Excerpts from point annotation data
Start
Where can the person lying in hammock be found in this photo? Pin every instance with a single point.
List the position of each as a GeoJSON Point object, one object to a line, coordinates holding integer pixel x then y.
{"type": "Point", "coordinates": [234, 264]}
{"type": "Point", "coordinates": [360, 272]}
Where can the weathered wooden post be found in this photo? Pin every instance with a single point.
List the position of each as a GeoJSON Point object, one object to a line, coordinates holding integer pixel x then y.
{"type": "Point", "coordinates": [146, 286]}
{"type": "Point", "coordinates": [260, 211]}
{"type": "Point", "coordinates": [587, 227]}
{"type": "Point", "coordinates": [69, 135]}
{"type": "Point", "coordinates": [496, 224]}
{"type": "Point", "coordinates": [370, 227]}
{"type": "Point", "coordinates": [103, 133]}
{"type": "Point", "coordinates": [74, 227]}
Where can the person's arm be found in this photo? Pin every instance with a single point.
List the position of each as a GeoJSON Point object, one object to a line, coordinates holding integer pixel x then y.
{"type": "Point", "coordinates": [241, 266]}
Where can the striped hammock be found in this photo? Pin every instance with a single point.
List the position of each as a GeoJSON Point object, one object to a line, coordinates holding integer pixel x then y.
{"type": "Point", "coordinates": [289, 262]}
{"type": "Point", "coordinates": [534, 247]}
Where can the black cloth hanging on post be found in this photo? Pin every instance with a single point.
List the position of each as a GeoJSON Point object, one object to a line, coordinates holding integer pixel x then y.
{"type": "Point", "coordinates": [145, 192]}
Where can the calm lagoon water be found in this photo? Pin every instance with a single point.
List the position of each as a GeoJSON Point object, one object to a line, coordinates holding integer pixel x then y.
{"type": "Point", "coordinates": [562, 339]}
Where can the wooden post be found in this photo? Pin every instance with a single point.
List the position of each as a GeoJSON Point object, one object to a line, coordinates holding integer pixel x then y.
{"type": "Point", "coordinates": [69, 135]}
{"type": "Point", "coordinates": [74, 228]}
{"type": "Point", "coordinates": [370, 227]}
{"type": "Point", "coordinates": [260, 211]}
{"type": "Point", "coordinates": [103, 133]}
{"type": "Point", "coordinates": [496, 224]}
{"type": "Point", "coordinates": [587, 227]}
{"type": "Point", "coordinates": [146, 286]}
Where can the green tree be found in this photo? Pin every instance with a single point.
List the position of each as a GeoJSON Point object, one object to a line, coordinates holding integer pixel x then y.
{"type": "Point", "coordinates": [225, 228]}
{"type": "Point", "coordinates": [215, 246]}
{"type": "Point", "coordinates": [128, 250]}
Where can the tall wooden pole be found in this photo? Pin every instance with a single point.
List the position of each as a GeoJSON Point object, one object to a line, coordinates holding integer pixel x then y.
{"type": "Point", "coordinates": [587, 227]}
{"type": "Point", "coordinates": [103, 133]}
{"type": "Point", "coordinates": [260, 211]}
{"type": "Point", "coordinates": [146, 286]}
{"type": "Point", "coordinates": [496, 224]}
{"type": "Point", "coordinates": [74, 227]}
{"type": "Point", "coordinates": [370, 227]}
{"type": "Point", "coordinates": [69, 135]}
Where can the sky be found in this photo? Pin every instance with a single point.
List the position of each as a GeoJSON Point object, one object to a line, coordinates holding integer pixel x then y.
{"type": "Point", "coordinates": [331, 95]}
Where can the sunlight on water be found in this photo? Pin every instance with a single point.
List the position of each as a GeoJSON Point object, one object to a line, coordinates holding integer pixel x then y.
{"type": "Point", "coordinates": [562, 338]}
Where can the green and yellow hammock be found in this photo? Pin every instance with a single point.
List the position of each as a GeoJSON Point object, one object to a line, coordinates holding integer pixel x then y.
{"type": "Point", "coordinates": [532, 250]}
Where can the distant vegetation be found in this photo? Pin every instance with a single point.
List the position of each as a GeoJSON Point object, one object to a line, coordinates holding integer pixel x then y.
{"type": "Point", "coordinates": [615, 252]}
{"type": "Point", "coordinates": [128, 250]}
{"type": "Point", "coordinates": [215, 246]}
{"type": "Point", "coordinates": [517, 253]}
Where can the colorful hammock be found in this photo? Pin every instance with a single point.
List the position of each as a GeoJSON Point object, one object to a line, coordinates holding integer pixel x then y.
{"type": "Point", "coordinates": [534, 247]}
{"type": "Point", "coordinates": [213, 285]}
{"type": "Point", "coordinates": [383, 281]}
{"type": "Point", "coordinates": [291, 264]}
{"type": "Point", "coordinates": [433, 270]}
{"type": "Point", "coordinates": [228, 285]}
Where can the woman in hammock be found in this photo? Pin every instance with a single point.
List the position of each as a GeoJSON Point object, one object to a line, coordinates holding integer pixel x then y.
End
> **Work instructions**:
Copy the data above line for line, without any changes.

> **Exercise answer**:
Where can the person lying in hammock be found in this photo? Pin every instance with a single point.
List the position of each as a GeoJSON Point object, one object to a line, coordinates holding integer pixel x then y.
{"type": "Point", "coordinates": [234, 264]}
{"type": "Point", "coordinates": [360, 272]}
Where can the weathered wooden post be found in this photo? Pin every instance with a single point.
List the position of each as a GeoJSON Point object, one object to a line, coordinates holding integer pixel x then y.
{"type": "Point", "coordinates": [146, 286]}
{"type": "Point", "coordinates": [260, 211]}
{"type": "Point", "coordinates": [587, 227]}
{"type": "Point", "coordinates": [69, 135]}
{"type": "Point", "coordinates": [496, 224]}
{"type": "Point", "coordinates": [370, 227]}
{"type": "Point", "coordinates": [103, 133]}
{"type": "Point", "coordinates": [74, 227]}
Where can the person's arm be found in this photo? Pin every instance with a single point.
List the position of each as a GeoJSON Point object, one object to a line, coordinates holding integer pixel x then y.
{"type": "Point", "coordinates": [241, 266]}
Where can the striped hammock be found in this photo? Pin every instance with a single point.
List the position of each as a GeoJSON Point object, one object to a line, coordinates holding integer pixel x then y.
{"type": "Point", "coordinates": [289, 262]}
{"type": "Point", "coordinates": [534, 247]}
Where can the black cloth hanging on post be found in this photo? Pin every instance with a single point.
List the position of each as a GeoJSON Point object, one object to a line, coordinates holding integer pixel x then y.
{"type": "Point", "coordinates": [145, 192]}
Where can the calm lagoon water be found in this photo? Pin every instance with a single point.
List the position of each as a GeoJSON Point object, one object to a line, coordinates holding integer pixel x then y.
{"type": "Point", "coordinates": [562, 339]}
Where can the wooden post be found in this photo? Pin every instance with a single point.
List the position of each as a GeoJSON Point object, one object to a line, coordinates holding integer pixel x then y.
{"type": "Point", "coordinates": [69, 135]}
{"type": "Point", "coordinates": [74, 228]}
{"type": "Point", "coordinates": [370, 227]}
{"type": "Point", "coordinates": [260, 211]}
{"type": "Point", "coordinates": [103, 133]}
{"type": "Point", "coordinates": [496, 224]}
{"type": "Point", "coordinates": [587, 227]}
{"type": "Point", "coordinates": [146, 286]}
Where can the green tree be found in this photo? Pin every instance with a single point.
List the position of each as a GeoJSON Point object, one object to a line, coordinates holding integer pixel x then y.
{"type": "Point", "coordinates": [225, 228]}
{"type": "Point", "coordinates": [215, 246]}
{"type": "Point", "coordinates": [128, 250]}
Where can the tall wooden pole be found in this photo? Pin every instance with a single point.
List the position of each as a GeoJSON Point object, one object to a line, coordinates holding integer pixel x then y.
{"type": "Point", "coordinates": [587, 227]}
{"type": "Point", "coordinates": [103, 133]}
{"type": "Point", "coordinates": [260, 211]}
{"type": "Point", "coordinates": [146, 286]}
{"type": "Point", "coordinates": [496, 224]}
{"type": "Point", "coordinates": [74, 227]}
{"type": "Point", "coordinates": [370, 227]}
{"type": "Point", "coordinates": [69, 135]}
Where can the sky be found in this photo? Pin every instance with a single point.
List the position of each as a GeoJSON Point object, one object to a line, coordinates holding integer pixel x then y.
{"type": "Point", "coordinates": [331, 95]}
Where can the sunlight on water be found in this photo? Pin every instance with a single point.
List the position of each as a GeoJSON Point object, one object to a line, coordinates holding integer pixel x then y.
{"type": "Point", "coordinates": [562, 338]}
Where can the green and yellow hammock be found in this photo? Pin every instance with a single point.
List the position of each as a GeoJSON Point object, one object to a line, coordinates holding integer pixel x then y.
{"type": "Point", "coordinates": [532, 250]}
Where can the distant vegetation be found in this photo? Pin every instance with a single point.
List the position of each as a GeoJSON Point object, one object to a line, coordinates holding integer pixel x then y.
{"type": "Point", "coordinates": [615, 252]}
{"type": "Point", "coordinates": [128, 250]}
{"type": "Point", "coordinates": [215, 246]}
{"type": "Point", "coordinates": [517, 253]}
Where can the colorful hammock be found in this photo? Pin every instance with a single point.
List the position of each as a GeoJSON Point object, one object to a line, coordinates holding integer pixel x then y.
{"type": "Point", "coordinates": [534, 247]}
{"type": "Point", "coordinates": [213, 285]}
{"type": "Point", "coordinates": [383, 281]}
{"type": "Point", "coordinates": [291, 264]}
{"type": "Point", "coordinates": [433, 270]}
{"type": "Point", "coordinates": [228, 285]}
Where can the woman in hammock be found in this photo? Pin every instance with a single point.
List the position of each as a GeoJSON Point object, one object to a line, coordinates holding integer pixel x then y.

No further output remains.